**Extracts from a dataset labeled with boxes**
--------------------------------------------------
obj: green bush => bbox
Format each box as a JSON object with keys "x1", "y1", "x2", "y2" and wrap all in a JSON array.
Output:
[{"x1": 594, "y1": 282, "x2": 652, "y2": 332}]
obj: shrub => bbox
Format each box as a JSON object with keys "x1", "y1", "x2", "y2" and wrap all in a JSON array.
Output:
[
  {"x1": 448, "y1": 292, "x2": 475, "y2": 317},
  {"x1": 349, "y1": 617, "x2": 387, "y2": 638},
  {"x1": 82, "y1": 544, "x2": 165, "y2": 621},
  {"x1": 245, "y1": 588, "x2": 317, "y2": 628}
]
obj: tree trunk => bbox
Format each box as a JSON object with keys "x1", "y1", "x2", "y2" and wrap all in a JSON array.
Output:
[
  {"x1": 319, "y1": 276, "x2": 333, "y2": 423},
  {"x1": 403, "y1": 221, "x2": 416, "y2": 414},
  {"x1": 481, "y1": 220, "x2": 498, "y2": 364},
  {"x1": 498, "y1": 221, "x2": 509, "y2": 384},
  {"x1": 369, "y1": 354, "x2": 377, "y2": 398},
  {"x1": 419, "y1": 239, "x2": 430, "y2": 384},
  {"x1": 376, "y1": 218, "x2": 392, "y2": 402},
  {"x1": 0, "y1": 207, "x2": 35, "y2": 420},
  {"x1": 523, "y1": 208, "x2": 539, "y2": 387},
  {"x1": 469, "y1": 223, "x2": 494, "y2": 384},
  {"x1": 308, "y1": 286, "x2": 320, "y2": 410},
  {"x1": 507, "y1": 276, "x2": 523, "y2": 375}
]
--------------------------------------------------
**Required work**
Change every "JSON array" in the lines above to "JSON list", keeping the rest of the lines the same.

**Exercise result**
obj: green bush => bbox
Format each box as a JSON object with keys "x1", "y1", "x2", "y2" and wrap all in a JSON list.
Output:
[{"x1": 594, "y1": 282, "x2": 652, "y2": 332}]
obj: shrub => bbox
Format each box as a JSON object with keys "x1", "y1", "x2", "y2" and wrap all in a JSON list.
Output:
[
  {"x1": 448, "y1": 292, "x2": 475, "y2": 317},
  {"x1": 349, "y1": 617, "x2": 387, "y2": 638},
  {"x1": 82, "y1": 544, "x2": 165, "y2": 621},
  {"x1": 245, "y1": 588, "x2": 317, "y2": 628}
]
obj: tree trunk => bbox
Format each box as a JSON object with keys "x1", "y1", "x2", "y2" and wrap all in a JSON list.
Output:
[
  {"x1": 319, "y1": 276, "x2": 333, "y2": 423},
  {"x1": 403, "y1": 221, "x2": 416, "y2": 414},
  {"x1": 481, "y1": 220, "x2": 498, "y2": 364},
  {"x1": 498, "y1": 221, "x2": 509, "y2": 384},
  {"x1": 369, "y1": 354, "x2": 377, "y2": 398},
  {"x1": 419, "y1": 239, "x2": 430, "y2": 384},
  {"x1": 376, "y1": 218, "x2": 392, "y2": 402},
  {"x1": 0, "y1": 207, "x2": 35, "y2": 420},
  {"x1": 523, "y1": 208, "x2": 539, "y2": 387},
  {"x1": 469, "y1": 223, "x2": 494, "y2": 384},
  {"x1": 308, "y1": 286, "x2": 320, "y2": 410},
  {"x1": 507, "y1": 276, "x2": 523, "y2": 375}
]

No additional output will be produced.